-------- Supplied passage --------

Emile Zola’s The Belly of Paris: Celebration of Food or Satire?

The Belly of Paris - Ernest Alfred Vizetelly, Émile Zola

Les Halles in Paris—do you know it? Unless you’re into a bit of French history, you may not. It doesn’t exist anymore, demolished in 1969/70, its centennial year. It was a huge market, much of it housed in at least ten pavilions of glass and iron designed by Victor Baltard. Plus a big domed central pavilion that later became the Bourse de Commerce, the French stock exchange. Everything you could imagine to be edible could be found there, from fish, meats, and cheeses to fruits, vegetables, and herbs.

View of Les Halles in Paris taken from Saint Eustache upper gallery, c. 1870-80 (colour litho) by Benoist, Felix (1813-1896); Private Collection, out of copyright interior of dome

Les Halles has been called the “belly” of Paris, a name owed to Emile Zola’s novel Le Ventre de Paris (The Belly of Paris), published in 1873, three years after the opening of Les Halles. It should be no surprise that the novel contains descriptions of the market’s offerings. Descriptions that are some of the lushest I’ve read and probably in greater profusion than in any other book. For those who love food, it’s a joy to read.

But the book isn’t just about the bounty (or glut) of the products the market yields. It’s, in fact, just one in a series of twenty books—maybe the largest of all time—chronicling the lives of the Rougon-Macqquart family. According to Brian Nelson’s Introduction to The Belly of Paris (Oxford World’s Classics). Zola intended the series to

“illustrate the influence of heredity and environment on a wide range of characters and milieus.”

Sounds like a psychological study (here’s another of another Victorian character)? Sure does, but in the form of fiction. The cycle or series places various members of this particular family at the core of each of the twenty books. In The Belly of Paris, that Rougon-Macquart is Lisa, the plump and beautiful, rosy, self-assured woman married to Quenu, the owner of a successful charcuterie. While her relatively simple-minded fat husband labors in the kitchen to make the products for the store, La Belle Madame reigns behind the counter.

--------

■ **What you are asked to do**:
Set down, word for word, everything in the piece on Zola's The Belly of Paris from "Les Halles in Paris—do" down to "vegetables, and herbs.".

-------- Exercise data --------

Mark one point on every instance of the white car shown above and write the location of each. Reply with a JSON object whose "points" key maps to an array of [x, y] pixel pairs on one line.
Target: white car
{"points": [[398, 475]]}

--------

■ **Reply**:
Les Halles in Paris—do you know it? Unless you’re into a bit of French history, you may not. It doesn’t exist anymore, demolished in 1969/70, its centennial year. It was a huge market, much of it housed in at least ten pavilions of glass and iron designed by Victor Baltard. Plus a big domed central pavilion that later became the Bourse de Commerce, the French stock exchange. Everything you could imagine to be edible could be found there, from fish, meats, and cheeses to fruits, vegetables, and herbs.